• Text:
------------------------------------------------------------------------
As we know, there are countless experiences in genuinely sustainable forest management, practiced by forest peoples over the course of many generations, and based on deep knowledge and a holistic vision of the forest. However, these communities are facing ever greater threats to their survival, because another, predatory form of forest management, based on logging, the expansion of industrial plantations of trees like oil palm, mining and energy infrastructure projects, are leading to ever greater destruction. Between 2000 and 2010, 130 million hectares of tropical forest were destroyed. And the trend of “environmental services” – another topic on the agenda of the FAO side event – poses yet another threat to forest peoples, in the form of REDD+ projects (see WRM Bulletins Nº 169 and 175).

The fact that forests are still viewed solely as a source of timber, and are exploited by private companies that profit from the consumption of luxury wood products, mainly in the countries of the North, is closely tied to FAO’s definition of “forest”: “Land with tree crown cover (or equivalent stocking level) of more than 10 percent and area of more than 0.5 hectares (ha). The trees should be able to reach a minimum height of 5 meters (m) at maturity in situ.” But there is much more to forests than trees; they encompass a wealth of biological diversity which includes human communities that live in and/or depend on them. (2)

What is needed, as FAO points out, is a “collaborative effort”. But in the case of this event, that collaboration is limited to panellists representing governments, the World Bank, and the forestry industry, including the Brazilian Pulp and Paper Association (BRACELPA), one of whose members is Suzano, and UPM, a Finnish transnational. Among those invited to participate, there are no representatives of local communities, nor of those who manage forests in a genuinely sustainable way, nor of those who are affected by the activities of monoculture tree plantation or logging companies – many of which are certified by the FSC as “sustainable” despite the suffering they cause to local communities, as denounced in countless cases. It is no surprise that the FSC is also represented at the FAO side event.

It is obvious that for the communities negatively impacted by the policies promoted by FAO, it would be much better if FAO – a UN agency – sought to talk directly with them, and not with the private sector, as a way of reviewing its definition of forest. This is the heart of the matter. Reconsidering this definition, and engaging in dialogue with local communities to develop policy guidelines for effective protection of forests, would really be a smart path.
------------------------------------------------------------------------
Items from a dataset
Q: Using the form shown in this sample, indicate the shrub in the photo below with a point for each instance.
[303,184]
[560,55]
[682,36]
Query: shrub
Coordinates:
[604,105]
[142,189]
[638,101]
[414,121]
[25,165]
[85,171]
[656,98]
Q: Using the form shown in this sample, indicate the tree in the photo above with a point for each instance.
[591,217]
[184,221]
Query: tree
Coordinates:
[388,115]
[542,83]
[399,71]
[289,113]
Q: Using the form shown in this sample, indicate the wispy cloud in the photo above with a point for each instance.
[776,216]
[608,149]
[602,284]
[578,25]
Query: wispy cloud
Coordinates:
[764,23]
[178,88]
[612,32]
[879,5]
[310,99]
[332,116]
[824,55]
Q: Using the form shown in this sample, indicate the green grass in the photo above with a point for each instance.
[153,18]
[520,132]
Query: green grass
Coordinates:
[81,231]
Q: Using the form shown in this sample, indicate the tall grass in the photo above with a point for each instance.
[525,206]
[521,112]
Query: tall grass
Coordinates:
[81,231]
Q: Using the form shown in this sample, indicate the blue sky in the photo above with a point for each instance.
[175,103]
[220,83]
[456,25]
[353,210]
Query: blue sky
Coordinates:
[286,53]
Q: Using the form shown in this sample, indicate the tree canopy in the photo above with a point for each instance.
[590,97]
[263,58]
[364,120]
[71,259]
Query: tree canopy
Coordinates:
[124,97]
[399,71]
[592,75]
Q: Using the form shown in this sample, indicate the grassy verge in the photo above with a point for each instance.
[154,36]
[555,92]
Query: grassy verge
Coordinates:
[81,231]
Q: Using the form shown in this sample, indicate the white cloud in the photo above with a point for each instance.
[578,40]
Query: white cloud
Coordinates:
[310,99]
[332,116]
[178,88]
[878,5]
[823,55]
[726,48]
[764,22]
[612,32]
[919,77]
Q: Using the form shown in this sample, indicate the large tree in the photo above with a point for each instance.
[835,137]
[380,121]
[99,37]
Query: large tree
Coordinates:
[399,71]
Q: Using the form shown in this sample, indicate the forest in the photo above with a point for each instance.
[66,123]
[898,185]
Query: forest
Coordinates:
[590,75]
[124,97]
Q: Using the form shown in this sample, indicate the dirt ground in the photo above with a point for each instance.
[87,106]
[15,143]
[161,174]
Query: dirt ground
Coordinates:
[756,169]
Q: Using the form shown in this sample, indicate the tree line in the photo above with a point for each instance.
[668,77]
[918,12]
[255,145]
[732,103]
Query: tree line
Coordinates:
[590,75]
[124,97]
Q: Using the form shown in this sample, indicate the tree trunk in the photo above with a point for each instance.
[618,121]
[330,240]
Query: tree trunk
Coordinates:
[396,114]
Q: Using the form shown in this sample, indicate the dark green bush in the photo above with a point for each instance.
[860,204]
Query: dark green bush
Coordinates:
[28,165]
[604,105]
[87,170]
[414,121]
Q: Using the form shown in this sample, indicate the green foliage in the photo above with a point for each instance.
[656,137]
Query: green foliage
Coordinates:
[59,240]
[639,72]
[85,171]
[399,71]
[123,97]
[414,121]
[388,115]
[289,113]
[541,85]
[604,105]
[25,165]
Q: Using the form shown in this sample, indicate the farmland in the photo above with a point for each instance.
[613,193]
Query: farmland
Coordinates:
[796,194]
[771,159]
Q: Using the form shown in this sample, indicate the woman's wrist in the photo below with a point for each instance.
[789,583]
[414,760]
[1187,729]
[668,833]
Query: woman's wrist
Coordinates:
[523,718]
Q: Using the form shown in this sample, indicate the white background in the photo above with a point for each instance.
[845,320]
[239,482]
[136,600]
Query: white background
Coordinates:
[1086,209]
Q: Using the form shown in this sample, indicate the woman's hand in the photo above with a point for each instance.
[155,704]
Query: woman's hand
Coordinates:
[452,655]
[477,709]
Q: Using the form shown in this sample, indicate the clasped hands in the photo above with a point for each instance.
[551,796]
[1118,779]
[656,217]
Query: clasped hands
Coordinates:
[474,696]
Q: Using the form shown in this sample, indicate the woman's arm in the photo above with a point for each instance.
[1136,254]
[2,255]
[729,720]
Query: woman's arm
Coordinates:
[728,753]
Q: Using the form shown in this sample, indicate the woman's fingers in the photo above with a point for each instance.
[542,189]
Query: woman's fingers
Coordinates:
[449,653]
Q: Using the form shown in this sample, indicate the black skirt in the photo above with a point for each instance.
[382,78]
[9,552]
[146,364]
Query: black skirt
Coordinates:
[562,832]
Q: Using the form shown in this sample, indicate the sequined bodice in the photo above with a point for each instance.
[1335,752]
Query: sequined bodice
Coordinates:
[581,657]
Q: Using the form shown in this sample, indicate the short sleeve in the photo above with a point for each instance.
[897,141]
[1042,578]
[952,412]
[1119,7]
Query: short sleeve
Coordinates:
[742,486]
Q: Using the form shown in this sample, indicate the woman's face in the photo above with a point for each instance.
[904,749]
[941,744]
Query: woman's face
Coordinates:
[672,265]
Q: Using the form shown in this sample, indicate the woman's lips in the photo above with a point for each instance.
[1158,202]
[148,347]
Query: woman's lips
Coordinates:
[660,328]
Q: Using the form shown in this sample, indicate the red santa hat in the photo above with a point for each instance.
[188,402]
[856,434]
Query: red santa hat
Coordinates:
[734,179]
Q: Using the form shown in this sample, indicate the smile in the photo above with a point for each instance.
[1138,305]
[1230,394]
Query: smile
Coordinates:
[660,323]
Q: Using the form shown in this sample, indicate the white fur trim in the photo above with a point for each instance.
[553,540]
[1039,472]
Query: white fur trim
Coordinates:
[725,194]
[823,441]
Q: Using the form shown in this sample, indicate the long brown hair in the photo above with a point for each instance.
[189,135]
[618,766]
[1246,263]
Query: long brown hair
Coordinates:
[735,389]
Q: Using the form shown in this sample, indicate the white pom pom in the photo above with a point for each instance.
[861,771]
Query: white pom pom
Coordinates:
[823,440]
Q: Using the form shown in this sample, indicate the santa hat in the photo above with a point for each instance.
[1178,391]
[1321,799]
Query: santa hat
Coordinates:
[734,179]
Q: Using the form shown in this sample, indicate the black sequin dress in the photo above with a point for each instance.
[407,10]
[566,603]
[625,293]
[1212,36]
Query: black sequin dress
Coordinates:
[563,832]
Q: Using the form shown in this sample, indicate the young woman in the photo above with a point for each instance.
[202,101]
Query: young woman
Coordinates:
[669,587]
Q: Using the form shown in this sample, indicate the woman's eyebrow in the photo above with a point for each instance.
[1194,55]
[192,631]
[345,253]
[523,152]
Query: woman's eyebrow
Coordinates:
------------------------------------------------------------------------
• Exercise:
Using the text on FAO and forests, answer these:
(a) How many hectares of tropical forest were destroyed between 2000 and 2010?
(b) What minimum height at maturity does FAO's definition of "forest" require trees to be able to reach?
(c) Which Finnish transnational is named among the panelists at the FAO side event?
Draw only on the text on FAO and forests, not on the listing.

• Output for this exercise:
(a) 130 million hectares
(b) 5 meters
(c) UPM